# Task prompt
Count the lines in the records that contain the word "climbing". Reply with the number alone.

# Records provided
* * * * * * * * *
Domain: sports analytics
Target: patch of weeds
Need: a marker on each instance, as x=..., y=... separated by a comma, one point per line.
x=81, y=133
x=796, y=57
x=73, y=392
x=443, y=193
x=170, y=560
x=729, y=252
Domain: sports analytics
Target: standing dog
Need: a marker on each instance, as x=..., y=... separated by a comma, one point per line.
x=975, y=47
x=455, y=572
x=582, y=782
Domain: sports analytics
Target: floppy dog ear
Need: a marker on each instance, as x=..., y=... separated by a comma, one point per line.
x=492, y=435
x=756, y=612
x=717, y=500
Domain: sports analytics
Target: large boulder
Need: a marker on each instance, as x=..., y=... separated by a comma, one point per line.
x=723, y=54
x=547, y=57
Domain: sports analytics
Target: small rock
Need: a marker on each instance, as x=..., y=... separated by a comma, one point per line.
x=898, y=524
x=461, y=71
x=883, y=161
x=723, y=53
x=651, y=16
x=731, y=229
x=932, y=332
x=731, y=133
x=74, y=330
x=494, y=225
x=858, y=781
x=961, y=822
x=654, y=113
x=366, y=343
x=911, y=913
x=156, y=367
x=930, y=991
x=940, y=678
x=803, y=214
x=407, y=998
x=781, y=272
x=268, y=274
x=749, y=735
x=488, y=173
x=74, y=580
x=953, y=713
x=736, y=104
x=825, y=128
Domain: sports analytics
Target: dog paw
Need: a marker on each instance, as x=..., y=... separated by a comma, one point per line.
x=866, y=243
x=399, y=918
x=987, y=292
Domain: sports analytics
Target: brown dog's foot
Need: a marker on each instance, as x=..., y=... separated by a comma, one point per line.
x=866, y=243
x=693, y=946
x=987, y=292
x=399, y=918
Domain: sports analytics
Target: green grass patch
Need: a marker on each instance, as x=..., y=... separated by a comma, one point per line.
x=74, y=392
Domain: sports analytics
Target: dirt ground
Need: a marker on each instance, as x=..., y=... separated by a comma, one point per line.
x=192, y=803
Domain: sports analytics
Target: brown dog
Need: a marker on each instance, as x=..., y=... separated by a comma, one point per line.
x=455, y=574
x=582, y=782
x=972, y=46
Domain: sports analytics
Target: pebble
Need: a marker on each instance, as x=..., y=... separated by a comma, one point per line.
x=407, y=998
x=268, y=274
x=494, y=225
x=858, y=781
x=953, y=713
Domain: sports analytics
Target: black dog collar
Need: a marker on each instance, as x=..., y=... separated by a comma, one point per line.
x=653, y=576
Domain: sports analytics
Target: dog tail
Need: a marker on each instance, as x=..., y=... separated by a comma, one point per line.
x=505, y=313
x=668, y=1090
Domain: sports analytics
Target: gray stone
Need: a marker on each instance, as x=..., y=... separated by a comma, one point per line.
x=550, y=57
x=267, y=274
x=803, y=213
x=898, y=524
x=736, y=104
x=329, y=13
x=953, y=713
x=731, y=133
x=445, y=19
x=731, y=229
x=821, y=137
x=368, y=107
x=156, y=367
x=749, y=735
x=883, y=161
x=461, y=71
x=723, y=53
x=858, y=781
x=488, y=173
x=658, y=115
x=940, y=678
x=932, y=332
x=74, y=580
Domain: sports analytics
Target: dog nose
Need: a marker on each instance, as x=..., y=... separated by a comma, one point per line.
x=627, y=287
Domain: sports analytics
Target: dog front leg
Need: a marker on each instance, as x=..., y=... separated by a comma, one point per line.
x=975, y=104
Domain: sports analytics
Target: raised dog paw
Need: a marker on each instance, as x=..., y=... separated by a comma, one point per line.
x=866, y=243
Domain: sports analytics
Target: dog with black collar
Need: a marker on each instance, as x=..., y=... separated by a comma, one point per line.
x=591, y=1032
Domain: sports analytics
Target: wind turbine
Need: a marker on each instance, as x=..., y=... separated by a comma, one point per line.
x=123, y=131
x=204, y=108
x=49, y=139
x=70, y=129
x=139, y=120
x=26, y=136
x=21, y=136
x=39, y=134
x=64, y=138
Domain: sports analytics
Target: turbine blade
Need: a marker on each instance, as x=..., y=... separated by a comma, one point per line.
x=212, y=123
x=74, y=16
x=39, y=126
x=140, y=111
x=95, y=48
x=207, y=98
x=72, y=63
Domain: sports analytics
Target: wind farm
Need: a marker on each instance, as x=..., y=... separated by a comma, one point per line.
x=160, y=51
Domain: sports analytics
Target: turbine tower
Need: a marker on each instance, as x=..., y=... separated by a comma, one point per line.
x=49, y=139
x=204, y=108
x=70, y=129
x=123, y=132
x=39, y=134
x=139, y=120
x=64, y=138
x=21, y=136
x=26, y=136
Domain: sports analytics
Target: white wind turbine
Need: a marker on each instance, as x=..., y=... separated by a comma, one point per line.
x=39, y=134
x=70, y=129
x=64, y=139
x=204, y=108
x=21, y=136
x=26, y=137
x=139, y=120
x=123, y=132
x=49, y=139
* * * * * * * * *
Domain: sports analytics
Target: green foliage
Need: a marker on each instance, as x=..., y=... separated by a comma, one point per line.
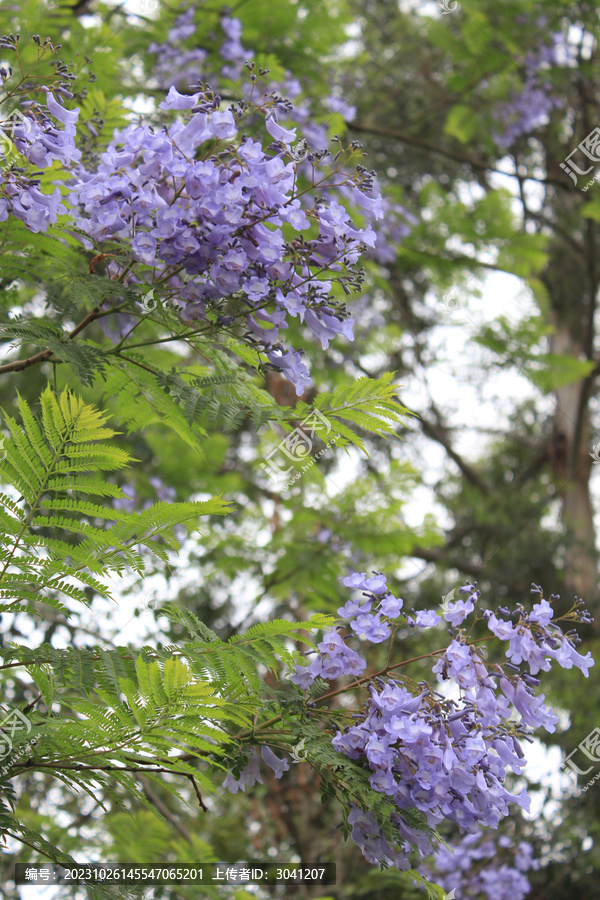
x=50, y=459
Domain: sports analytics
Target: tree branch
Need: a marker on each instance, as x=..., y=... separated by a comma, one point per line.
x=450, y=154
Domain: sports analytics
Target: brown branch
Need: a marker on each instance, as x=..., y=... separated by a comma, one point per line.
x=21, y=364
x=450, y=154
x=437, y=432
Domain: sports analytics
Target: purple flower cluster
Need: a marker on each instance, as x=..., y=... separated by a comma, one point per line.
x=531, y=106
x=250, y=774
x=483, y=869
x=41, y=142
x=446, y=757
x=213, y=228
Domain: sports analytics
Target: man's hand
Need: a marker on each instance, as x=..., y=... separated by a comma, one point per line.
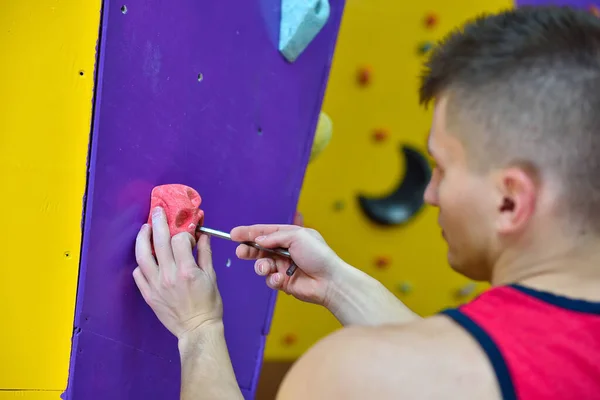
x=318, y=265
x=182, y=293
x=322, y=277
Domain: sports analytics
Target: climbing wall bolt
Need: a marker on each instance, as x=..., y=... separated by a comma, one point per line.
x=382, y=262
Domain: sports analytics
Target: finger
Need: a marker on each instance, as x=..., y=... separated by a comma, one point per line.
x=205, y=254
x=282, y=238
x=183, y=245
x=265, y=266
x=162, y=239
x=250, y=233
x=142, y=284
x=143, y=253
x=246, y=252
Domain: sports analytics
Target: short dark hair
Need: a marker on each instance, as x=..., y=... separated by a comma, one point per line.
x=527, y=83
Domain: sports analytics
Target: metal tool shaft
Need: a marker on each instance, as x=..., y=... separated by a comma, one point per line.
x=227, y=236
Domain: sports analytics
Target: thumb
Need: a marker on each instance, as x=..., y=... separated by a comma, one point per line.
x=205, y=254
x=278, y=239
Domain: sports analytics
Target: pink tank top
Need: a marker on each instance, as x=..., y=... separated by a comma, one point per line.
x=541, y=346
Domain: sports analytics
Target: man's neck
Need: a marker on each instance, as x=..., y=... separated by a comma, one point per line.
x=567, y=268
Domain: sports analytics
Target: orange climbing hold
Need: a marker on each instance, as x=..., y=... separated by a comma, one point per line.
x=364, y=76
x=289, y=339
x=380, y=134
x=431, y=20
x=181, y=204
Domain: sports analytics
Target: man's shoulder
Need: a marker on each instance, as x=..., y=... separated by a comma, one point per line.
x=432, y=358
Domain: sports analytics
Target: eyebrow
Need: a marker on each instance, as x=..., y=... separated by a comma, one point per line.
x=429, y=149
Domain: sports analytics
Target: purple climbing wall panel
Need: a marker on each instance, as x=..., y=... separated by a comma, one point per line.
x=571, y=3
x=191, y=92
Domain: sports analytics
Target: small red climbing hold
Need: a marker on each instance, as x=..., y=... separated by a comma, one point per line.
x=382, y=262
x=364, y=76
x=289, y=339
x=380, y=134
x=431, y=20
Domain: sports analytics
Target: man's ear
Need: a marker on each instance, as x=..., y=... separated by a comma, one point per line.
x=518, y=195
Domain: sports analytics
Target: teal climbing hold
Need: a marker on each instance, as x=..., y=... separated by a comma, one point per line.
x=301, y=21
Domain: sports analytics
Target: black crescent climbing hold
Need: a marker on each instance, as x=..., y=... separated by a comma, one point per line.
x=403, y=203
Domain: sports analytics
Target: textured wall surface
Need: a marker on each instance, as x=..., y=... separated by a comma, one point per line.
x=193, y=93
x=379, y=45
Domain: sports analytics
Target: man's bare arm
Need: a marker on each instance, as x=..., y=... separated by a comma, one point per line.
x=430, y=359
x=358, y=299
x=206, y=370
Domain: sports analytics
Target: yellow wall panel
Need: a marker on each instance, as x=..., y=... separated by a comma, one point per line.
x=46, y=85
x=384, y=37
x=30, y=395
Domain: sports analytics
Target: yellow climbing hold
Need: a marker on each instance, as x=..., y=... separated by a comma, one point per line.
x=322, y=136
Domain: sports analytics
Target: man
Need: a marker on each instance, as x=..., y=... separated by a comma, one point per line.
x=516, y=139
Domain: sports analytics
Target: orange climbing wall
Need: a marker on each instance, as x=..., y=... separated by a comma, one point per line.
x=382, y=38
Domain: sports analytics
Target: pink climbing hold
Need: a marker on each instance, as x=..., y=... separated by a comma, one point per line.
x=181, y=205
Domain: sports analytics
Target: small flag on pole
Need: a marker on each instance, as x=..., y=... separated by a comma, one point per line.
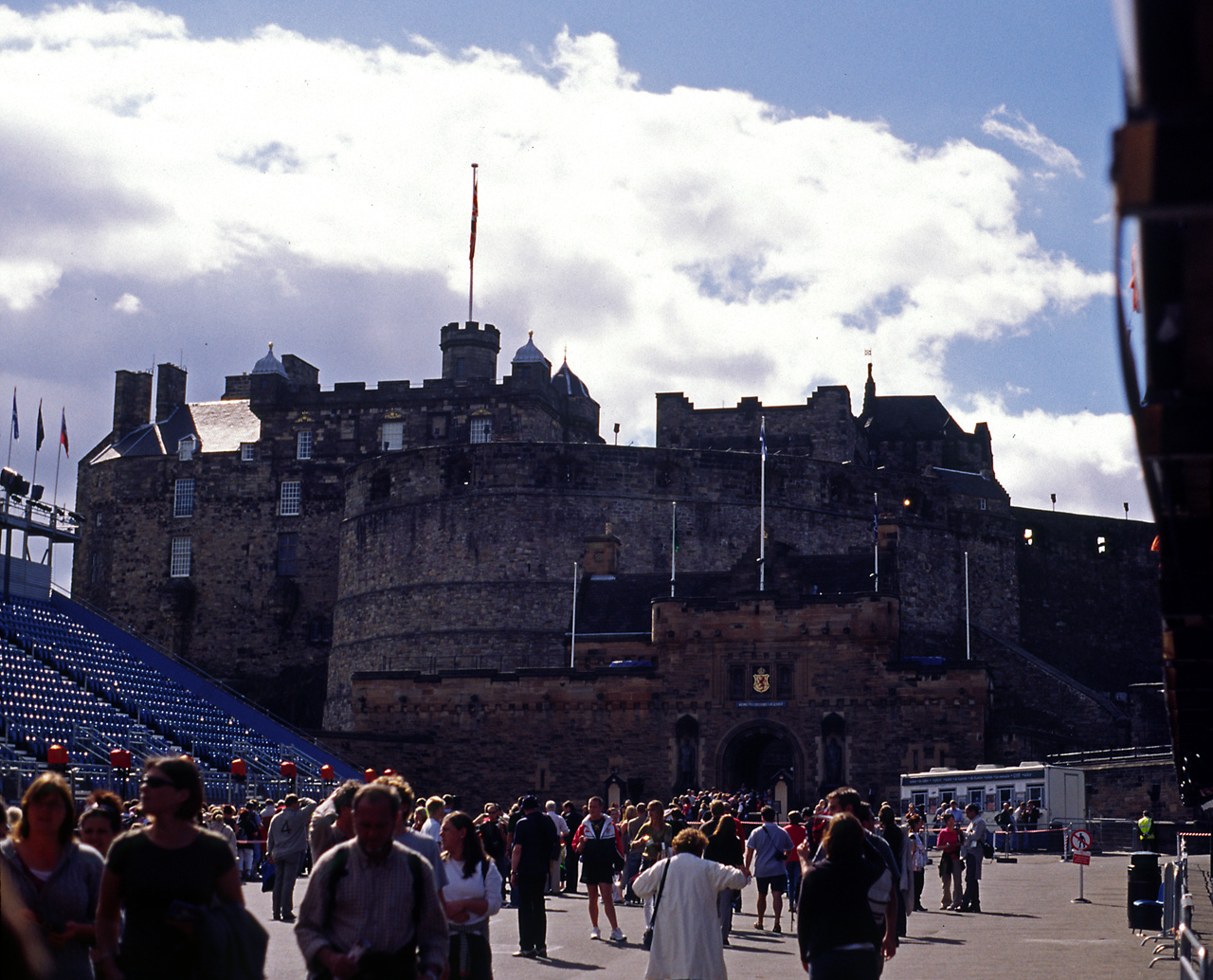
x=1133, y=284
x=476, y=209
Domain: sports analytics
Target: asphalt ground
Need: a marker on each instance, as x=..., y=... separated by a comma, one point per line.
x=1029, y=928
* * * * * * * * *
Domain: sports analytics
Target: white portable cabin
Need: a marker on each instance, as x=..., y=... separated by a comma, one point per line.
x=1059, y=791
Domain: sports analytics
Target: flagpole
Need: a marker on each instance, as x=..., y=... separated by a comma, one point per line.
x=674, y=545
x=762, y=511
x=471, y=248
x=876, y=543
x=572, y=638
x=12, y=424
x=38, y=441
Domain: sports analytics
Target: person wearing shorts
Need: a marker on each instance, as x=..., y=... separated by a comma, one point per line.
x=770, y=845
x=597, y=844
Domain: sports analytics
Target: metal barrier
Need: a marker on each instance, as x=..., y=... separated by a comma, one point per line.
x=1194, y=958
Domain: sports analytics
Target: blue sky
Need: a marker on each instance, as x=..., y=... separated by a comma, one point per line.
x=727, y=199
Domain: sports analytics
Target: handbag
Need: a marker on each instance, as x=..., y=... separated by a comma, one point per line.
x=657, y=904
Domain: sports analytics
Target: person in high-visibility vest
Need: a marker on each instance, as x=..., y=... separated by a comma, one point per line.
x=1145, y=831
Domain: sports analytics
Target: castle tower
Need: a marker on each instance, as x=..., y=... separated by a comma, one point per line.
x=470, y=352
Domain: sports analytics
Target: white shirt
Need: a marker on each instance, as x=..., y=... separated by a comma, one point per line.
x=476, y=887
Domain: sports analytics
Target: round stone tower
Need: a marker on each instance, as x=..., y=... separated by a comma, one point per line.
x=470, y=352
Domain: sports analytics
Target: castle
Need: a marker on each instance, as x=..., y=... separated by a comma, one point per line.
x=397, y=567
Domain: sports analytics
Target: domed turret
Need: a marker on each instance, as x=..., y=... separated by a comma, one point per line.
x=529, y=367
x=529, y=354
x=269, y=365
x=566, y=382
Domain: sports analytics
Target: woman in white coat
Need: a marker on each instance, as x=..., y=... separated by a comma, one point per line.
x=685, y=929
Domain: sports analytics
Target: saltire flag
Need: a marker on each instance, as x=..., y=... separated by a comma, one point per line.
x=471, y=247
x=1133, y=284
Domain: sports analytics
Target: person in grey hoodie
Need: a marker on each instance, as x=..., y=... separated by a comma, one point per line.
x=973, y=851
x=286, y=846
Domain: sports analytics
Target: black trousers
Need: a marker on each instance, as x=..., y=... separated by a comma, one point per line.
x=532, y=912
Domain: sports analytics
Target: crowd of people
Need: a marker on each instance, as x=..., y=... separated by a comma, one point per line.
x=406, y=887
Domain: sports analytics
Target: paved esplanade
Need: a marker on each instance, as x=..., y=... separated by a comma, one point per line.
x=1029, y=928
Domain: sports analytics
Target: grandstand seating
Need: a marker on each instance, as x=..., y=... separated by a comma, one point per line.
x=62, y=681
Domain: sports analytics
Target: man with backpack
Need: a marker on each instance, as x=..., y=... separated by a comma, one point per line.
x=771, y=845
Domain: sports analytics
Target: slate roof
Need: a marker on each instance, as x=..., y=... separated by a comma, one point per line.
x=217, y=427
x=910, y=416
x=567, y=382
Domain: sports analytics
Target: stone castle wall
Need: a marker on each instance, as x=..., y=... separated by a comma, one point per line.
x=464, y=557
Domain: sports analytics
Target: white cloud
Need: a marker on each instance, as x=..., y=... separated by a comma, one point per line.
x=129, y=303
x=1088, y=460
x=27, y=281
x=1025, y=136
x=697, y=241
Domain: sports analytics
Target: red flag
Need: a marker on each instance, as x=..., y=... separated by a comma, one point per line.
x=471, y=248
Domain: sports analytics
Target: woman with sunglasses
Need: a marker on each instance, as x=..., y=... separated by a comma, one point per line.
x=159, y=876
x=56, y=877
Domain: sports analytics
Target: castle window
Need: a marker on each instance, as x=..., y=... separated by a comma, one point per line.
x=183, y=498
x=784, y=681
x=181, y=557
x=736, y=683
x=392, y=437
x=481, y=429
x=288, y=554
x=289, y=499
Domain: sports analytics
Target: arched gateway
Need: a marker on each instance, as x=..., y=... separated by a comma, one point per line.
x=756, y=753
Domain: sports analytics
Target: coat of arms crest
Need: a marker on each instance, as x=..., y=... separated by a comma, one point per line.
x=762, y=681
* * * * * * * * *
# Result of this exercise
9